In the listing below, retype the part that opens with the line containing "task: outline the gray work glove" and closes with the line containing "42], [53, 53]]". Keep every line unchanged.

[Saved data entries]
:::::

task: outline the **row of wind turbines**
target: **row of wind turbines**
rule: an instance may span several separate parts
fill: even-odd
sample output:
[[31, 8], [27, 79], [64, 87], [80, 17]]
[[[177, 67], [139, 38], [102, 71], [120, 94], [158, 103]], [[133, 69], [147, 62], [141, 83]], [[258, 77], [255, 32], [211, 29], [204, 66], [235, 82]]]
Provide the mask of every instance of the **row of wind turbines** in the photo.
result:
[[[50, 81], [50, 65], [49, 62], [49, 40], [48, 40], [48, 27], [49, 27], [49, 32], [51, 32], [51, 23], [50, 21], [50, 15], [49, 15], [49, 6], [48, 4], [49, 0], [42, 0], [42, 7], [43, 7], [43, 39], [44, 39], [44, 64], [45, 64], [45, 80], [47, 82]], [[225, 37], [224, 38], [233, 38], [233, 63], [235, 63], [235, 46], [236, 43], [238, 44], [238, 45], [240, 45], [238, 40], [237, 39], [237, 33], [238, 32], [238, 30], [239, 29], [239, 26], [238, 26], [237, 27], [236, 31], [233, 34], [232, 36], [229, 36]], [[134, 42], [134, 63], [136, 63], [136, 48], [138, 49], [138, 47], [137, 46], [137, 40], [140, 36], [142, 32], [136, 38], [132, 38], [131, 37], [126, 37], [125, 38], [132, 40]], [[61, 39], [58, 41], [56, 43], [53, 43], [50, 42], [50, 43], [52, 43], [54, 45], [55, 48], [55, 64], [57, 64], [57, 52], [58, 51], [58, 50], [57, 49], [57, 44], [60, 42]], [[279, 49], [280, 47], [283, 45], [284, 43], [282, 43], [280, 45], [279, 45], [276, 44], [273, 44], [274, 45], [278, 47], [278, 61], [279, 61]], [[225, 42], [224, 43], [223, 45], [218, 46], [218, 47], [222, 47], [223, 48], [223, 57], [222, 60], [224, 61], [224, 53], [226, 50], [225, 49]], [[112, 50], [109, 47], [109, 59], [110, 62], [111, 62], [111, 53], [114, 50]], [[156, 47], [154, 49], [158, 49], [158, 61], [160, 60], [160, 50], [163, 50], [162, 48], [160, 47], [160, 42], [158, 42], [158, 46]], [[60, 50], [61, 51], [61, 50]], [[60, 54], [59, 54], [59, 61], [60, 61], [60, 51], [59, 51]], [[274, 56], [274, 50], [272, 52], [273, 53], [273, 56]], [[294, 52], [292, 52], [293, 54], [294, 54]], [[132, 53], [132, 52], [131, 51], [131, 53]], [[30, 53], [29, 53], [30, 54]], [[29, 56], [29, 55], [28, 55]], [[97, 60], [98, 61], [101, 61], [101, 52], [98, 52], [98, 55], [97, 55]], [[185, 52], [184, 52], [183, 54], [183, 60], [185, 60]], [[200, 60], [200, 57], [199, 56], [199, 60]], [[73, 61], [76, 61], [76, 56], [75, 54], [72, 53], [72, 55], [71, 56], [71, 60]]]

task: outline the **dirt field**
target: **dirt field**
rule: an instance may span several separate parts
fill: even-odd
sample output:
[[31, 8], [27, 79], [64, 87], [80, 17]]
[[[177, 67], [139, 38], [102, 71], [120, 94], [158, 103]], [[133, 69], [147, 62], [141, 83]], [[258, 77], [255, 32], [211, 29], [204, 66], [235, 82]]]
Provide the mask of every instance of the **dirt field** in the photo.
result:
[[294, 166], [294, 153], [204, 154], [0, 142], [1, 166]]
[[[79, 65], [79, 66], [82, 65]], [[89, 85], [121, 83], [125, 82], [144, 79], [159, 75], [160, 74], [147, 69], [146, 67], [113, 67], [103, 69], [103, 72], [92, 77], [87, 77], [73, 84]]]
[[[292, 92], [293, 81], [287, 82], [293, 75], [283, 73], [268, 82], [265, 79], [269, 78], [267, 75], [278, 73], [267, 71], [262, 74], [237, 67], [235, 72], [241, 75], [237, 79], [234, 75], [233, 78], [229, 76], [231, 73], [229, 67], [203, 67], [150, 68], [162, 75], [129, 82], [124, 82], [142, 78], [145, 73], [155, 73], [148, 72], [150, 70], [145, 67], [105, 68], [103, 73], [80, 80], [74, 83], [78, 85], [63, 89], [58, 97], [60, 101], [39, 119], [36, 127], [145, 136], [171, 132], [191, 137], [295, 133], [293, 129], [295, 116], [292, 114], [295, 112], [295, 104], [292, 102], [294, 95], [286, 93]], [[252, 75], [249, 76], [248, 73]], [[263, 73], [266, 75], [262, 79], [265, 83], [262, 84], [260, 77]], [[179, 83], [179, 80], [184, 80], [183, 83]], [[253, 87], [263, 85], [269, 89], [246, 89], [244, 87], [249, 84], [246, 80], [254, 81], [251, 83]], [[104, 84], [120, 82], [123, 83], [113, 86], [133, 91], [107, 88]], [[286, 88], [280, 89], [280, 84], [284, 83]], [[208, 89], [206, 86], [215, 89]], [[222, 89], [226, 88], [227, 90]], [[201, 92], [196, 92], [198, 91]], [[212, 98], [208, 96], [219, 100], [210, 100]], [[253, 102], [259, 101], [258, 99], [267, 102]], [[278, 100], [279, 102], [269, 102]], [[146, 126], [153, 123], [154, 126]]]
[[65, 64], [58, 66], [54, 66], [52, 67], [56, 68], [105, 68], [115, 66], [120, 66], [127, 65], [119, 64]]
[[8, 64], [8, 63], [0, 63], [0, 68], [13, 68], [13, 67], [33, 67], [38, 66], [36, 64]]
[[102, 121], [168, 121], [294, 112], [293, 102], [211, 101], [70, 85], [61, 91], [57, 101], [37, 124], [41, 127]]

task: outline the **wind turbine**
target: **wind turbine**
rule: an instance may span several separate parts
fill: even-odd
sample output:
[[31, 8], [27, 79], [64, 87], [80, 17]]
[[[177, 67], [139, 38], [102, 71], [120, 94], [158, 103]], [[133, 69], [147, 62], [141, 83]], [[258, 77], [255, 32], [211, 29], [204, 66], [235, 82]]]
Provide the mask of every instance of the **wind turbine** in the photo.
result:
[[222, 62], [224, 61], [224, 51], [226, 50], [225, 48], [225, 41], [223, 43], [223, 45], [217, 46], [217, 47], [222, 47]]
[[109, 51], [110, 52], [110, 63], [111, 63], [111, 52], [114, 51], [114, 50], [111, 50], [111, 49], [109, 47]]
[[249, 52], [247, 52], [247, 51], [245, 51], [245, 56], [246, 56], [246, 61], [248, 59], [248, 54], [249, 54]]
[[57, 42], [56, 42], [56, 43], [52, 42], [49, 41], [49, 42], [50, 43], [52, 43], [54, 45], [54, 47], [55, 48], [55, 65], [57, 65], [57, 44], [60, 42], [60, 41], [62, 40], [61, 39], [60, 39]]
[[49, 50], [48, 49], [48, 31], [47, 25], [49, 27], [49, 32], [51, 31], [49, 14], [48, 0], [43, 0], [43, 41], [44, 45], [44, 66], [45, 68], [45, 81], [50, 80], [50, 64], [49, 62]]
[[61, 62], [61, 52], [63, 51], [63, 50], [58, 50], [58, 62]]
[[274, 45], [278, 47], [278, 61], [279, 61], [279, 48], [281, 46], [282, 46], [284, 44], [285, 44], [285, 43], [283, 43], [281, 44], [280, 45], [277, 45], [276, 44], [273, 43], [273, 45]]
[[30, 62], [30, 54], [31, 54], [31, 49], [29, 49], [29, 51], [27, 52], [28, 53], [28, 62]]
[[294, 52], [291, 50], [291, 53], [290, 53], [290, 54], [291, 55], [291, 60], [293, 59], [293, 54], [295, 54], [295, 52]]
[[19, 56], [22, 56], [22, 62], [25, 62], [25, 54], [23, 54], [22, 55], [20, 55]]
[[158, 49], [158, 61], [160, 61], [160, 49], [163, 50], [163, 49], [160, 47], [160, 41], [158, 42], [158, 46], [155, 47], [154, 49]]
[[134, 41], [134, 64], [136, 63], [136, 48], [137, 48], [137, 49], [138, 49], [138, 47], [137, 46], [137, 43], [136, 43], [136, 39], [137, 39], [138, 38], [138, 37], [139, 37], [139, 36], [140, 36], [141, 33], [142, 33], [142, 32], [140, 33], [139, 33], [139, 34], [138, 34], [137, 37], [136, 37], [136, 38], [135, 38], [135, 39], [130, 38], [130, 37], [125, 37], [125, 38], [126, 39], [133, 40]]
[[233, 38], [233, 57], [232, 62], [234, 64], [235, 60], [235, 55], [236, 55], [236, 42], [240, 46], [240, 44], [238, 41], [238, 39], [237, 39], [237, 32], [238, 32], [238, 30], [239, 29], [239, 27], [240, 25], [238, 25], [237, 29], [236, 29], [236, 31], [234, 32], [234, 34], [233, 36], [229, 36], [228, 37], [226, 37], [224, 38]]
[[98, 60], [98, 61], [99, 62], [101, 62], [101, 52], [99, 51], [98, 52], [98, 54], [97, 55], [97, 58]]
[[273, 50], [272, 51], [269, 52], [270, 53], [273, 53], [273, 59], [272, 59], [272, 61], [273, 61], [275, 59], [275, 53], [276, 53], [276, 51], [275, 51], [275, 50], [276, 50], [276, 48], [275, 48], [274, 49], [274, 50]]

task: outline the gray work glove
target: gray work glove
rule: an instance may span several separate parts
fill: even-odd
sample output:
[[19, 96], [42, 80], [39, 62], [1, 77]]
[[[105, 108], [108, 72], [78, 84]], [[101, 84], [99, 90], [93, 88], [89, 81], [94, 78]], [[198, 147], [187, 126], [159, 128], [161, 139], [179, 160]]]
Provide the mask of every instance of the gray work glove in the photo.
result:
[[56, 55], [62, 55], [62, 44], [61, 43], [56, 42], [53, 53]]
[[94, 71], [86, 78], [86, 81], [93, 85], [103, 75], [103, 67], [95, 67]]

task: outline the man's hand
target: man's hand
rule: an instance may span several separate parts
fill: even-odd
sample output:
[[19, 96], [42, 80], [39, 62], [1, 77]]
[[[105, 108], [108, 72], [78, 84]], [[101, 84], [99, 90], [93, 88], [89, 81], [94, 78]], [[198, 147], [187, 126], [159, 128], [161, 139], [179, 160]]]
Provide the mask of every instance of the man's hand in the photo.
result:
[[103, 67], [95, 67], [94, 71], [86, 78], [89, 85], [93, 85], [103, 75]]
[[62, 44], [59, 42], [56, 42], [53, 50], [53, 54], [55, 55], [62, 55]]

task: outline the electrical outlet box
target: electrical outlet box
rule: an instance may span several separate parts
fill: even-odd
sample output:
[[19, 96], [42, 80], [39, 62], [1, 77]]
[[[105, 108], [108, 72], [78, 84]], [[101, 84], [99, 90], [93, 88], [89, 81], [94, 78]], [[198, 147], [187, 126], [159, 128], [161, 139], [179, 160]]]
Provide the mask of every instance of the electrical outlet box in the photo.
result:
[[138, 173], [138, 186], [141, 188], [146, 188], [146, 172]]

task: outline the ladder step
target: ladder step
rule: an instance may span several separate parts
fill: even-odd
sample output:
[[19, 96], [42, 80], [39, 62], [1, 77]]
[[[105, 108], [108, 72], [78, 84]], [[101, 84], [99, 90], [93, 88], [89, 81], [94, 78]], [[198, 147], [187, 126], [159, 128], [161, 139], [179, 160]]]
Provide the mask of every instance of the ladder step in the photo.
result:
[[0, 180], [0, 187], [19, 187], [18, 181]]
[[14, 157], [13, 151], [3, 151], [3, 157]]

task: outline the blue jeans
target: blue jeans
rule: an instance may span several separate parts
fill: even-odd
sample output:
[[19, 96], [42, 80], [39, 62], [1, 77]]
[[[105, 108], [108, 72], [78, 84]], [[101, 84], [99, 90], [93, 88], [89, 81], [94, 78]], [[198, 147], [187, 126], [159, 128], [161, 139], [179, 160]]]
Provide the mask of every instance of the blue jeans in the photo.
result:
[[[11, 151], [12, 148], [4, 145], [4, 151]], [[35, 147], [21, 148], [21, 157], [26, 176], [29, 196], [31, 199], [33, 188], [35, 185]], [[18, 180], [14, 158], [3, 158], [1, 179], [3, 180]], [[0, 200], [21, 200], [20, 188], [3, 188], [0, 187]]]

:::::

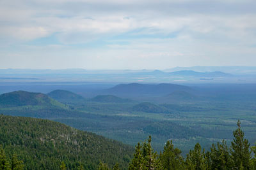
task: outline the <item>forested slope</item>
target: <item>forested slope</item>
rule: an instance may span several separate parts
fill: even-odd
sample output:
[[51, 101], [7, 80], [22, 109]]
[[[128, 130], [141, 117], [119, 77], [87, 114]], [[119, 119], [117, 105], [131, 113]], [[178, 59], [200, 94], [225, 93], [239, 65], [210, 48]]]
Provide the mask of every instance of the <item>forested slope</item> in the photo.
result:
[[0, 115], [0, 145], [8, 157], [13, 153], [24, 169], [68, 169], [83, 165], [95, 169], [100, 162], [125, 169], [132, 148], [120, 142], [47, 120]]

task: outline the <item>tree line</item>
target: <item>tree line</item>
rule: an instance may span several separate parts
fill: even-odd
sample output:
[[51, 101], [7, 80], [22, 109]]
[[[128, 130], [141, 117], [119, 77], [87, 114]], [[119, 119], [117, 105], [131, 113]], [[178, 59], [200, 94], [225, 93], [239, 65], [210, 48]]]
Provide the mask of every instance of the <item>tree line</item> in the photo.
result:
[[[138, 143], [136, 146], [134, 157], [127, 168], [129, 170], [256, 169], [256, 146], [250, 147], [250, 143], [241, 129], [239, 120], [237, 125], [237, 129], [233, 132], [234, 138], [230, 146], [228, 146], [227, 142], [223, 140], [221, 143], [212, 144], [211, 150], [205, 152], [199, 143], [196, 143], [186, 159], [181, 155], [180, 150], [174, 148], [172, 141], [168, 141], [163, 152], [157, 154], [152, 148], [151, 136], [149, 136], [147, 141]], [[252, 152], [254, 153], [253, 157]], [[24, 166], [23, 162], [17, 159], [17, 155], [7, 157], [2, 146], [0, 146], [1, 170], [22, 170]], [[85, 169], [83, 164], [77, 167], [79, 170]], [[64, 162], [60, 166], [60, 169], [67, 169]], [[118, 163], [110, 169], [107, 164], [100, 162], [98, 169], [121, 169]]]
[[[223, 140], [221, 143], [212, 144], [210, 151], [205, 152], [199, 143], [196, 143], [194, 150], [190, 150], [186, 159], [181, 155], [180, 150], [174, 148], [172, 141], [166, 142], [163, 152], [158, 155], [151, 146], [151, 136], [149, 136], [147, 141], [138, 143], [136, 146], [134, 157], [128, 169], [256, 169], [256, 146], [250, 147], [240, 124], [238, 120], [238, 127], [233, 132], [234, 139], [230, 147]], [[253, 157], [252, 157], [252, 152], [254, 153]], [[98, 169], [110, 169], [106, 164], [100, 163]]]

:::::

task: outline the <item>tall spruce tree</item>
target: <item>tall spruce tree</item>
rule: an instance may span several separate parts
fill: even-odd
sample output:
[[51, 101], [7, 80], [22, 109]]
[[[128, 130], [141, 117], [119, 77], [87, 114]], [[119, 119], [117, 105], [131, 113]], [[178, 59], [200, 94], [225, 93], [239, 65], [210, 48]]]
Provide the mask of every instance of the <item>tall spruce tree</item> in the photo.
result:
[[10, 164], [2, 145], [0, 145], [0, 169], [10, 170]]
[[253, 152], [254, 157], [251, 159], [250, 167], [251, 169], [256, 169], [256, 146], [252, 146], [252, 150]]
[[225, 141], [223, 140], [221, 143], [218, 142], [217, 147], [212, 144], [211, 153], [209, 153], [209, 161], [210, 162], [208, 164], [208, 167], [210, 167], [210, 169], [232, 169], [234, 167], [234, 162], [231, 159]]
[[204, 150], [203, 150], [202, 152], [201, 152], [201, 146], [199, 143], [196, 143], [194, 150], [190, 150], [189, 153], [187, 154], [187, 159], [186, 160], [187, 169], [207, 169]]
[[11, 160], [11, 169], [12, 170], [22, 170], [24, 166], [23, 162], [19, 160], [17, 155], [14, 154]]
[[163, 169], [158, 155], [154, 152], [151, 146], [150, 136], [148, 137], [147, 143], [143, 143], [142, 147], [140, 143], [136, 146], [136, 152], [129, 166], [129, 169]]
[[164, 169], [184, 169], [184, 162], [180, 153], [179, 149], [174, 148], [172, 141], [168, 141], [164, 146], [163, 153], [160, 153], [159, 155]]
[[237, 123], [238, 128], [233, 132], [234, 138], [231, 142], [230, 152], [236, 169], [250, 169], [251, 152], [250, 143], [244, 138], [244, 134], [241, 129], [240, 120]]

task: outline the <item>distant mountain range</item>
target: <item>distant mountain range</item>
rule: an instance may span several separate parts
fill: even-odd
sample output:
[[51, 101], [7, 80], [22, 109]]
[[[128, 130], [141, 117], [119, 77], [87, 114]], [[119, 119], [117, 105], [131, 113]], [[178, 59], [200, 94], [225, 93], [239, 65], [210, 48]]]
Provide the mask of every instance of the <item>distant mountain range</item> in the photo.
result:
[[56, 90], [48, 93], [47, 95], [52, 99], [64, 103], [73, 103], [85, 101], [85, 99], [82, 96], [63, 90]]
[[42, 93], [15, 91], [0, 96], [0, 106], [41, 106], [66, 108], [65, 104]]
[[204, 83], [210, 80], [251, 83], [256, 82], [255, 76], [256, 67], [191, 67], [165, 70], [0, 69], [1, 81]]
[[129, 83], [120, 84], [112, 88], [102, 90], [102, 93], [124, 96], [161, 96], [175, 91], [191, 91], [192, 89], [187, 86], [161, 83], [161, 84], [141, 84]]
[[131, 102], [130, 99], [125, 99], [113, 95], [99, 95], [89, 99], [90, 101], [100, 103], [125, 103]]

:::::

▶ _TASK SOLUTION_:
task: outline the gray work glove
target: gray work glove
rule: an instance may span several separate parts
fill: even-odd
sample output:
[[19, 96], [42, 80], [39, 62], [1, 77]]
[[[105, 108], [108, 72], [78, 84]], [[101, 84], [99, 90], [93, 88], [89, 81], [94, 78]], [[198, 147], [187, 126], [159, 128], [161, 139], [179, 160]]]
Provide the mask of every instance of the gray work glove in the photo.
result:
[[56, 55], [62, 55], [62, 44], [61, 43], [56, 42], [53, 53]]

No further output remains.